WORK TASK: Could you return all of the entries word for word, minus any pictures?

DATASET EXTRACT:
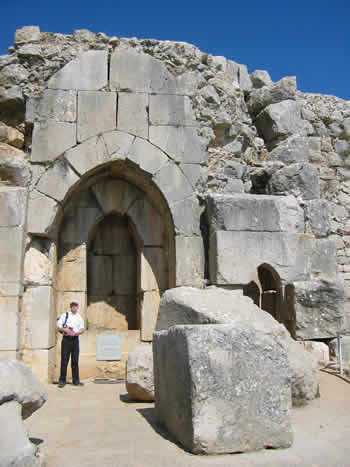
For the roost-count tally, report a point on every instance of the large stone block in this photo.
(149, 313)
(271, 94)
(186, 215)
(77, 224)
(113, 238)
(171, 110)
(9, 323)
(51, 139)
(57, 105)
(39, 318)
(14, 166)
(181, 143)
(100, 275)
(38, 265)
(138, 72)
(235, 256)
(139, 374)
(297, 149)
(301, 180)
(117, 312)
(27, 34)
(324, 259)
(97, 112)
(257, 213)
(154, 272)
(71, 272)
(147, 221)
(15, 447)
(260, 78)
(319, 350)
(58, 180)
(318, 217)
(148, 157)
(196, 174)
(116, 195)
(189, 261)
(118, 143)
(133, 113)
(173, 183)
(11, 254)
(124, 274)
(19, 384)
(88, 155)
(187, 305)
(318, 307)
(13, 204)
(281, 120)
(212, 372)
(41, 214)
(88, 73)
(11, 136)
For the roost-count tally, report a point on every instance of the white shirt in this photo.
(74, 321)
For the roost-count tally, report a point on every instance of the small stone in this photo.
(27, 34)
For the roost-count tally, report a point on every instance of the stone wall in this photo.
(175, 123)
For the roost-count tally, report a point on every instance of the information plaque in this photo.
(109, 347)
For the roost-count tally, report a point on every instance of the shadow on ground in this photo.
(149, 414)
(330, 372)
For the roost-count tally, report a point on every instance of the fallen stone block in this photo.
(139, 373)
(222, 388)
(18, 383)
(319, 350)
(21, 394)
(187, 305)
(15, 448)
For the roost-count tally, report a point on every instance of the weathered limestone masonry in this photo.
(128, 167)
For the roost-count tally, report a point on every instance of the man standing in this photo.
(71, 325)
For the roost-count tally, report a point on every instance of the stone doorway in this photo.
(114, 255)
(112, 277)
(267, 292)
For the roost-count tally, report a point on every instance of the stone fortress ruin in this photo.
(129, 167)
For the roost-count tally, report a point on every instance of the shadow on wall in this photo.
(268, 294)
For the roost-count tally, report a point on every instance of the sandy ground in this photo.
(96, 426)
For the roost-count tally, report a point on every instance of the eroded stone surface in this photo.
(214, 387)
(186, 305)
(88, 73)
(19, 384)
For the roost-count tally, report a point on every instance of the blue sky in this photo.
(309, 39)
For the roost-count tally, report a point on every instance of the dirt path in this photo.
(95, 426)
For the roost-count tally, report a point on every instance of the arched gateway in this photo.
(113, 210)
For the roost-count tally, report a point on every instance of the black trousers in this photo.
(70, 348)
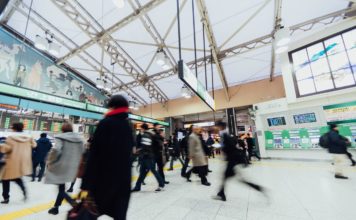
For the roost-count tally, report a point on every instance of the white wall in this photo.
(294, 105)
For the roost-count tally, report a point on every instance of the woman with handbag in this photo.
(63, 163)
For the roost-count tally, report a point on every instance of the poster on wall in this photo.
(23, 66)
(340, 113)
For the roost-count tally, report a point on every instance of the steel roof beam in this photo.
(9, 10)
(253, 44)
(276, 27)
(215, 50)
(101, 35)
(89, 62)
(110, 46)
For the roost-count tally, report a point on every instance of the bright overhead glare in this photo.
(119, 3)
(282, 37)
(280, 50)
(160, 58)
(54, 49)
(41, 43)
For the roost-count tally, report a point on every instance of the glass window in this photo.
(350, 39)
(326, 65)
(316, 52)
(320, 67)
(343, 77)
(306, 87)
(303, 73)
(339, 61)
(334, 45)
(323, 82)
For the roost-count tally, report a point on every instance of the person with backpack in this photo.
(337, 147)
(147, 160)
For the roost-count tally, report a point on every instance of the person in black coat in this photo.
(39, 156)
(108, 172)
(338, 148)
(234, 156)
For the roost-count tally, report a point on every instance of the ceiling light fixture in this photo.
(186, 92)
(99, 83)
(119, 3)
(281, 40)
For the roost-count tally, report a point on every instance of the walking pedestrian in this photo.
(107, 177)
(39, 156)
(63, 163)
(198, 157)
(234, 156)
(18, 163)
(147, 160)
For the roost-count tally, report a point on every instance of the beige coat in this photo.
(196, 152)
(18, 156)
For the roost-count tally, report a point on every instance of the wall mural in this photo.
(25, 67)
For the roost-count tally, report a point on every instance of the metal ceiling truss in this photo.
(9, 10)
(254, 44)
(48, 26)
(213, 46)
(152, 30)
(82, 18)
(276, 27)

EXERCISE RESULT:
For the roost-count tally, report a point on every instance of the large stone block in this photo.
(149, 313)
(271, 94)
(186, 215)
(77, 224)
(113, 238)
(171, 110)
(9, 323)
(51, 139)
(57, 105)
(39, 318)
(14, 166)
(181, 143)
(100, 275)
(38, 265)
(138, 72)
(235, 256)
(139, 374)
(297, 149)
(301, 180)
(117, 312)
(27, 34)
(324, 259)
(97, 112)
(257, 213)
(154, 272)
(71, 272)
(147, 221)
(15, 447)
(260, 78)
(319, 350)
(58, 180)
(318, 217)
(148, 157)
(196, 174)
(116, 195)
(189, 261)
(118, 143)
(133, 113)
(173, 183)
(11, 254)
(124, 274)
(19, 384)
(88, 155)
(187, 305)
(318, 307)
(13, 204)
(281, 120)
(212, 372)
(41, 214)
(88, 73)
(11, 136)
For the roost-count tally, report a point on every instance of the white shirt in this photo.
(74, 321)
For the roost-count tally, report a point on every instance of the small stone in this photo.
(27, 34)
For the roost-count tally, report a point on every instance of the stone wall in this photo.
(175, 123)
For the roost-count tally, report a point on every instance of the information plaque in this photo.
(109, 347)
For the roost-count tally, report a point on every instance of the shadow on ground in this photo.
(149, 414)
(330, 372)
For the roost-count tally, report a point on every instance of the fallen stone block in this photo.
(139, 373)
(222, 388)
(18, 383)
(319, 350)
(21, 394)
(187, 305)
(15, 448)
For the roost-count tally, report a point on every instance of the weathered limestone masonry in this photo.
(128, 167)
For the roost-count tally, report a point on every instance of the man standing in this photo.
(71, 325)
For the roost-count tally, report a point on every instance of the stone doorway in this photo.
(114, 255)
(112, 277)
(267, 292)
For the roost-count tally, report a point on every instance of the stone fortress ruin in this photo.
(129, 167)
For the roost-count tally, report a point on every instance of the shadow on wall in this photo.
(268, 294)
For the roost-count tally, report a point on every instance of the sandy ground in this photo.
(96, 426)
For the roost-count tally, report a point on every instance of the eroded stone surface in this photo.
(214, 387)
(186, 305)
(88, 73)
(19, 384)
For the roost-count tally, report a point on every instance of the blue sky in this photo.
(309, 39)
For the roost-count tally, report a point on every instance of the dirt path in this photo.
(95, 426)
For the roost-count tally, report a point on every instance of the arched gateway in this photo.
(113, 210)
For the roost-count tally, report a point on every instance of the black trousers in this photo.
(70, 348)
For the roost-count tally, report a point on every instance of the white wall in this photo.
(294, 105)
For the roost-count tally, report a point on every instance of the woman with handbag in this photo.
(63, 163)
For the roost-count tally, report a point on every instance of the poster on wall in this photo.
(23, 66)
(340, 113)
For the roost-count tally, report a point on every instance of the steel roof beam in this photo.
(9, 10)
(253, 44)
(276, 27)
(215, 50)
(101, 35)
(89, 62)
(110, 46)
For the roost-count tally, report a point on every instance of the bright overhead glare in this photo.
(119, 3)
(282, 37)
(280, 50)
(160, 58)
(54, 49)
(41, 43)
For the roost-count tally, report a point on every instance of the glass window in this photo.
(350, 39)
(326, 65)
(316, 52)
(320, 67)
(343, 77)
(306, 87)
(303, 73)
(339, 61)
(334, 45)
(323, 82)
For the roost-count tally, report a point on every instance of the person with backpack in this photo.
(337, 147)
(147, 160)
For the roost-count tally, report a point on every instance of the person in black coat in this photo.
(39, 156)
(108, 172)
(338, 148)
(234, 156)
For the roost-count tally, report a point on every instance of the ceiling light fixture in this photo.
(186, 92)
(99, 83)
(119, 3)
(281, 40)
For the roost-count tally, report a point on every instance of the walking pedestrian in this photo.
(107, 177)
(39, 156)
(63, 163)
(198, 157)
(234, 156)
(18, 163)
(147, 160)
For the roost-count tally, report a point on every instance of the beige coat in this photo.
(196, 152)
(18, 156)
For the roost-count tally, report a point on every instance of the wall mural in this photo.
(25, 67)
For the roost-count tally, report a point on every instance of the metal ceiling truss in this photo.
(9, 10)
(254, 44)
(48, 26)
(213, 46)
(152, 30)
(82, 18)
(276, 27)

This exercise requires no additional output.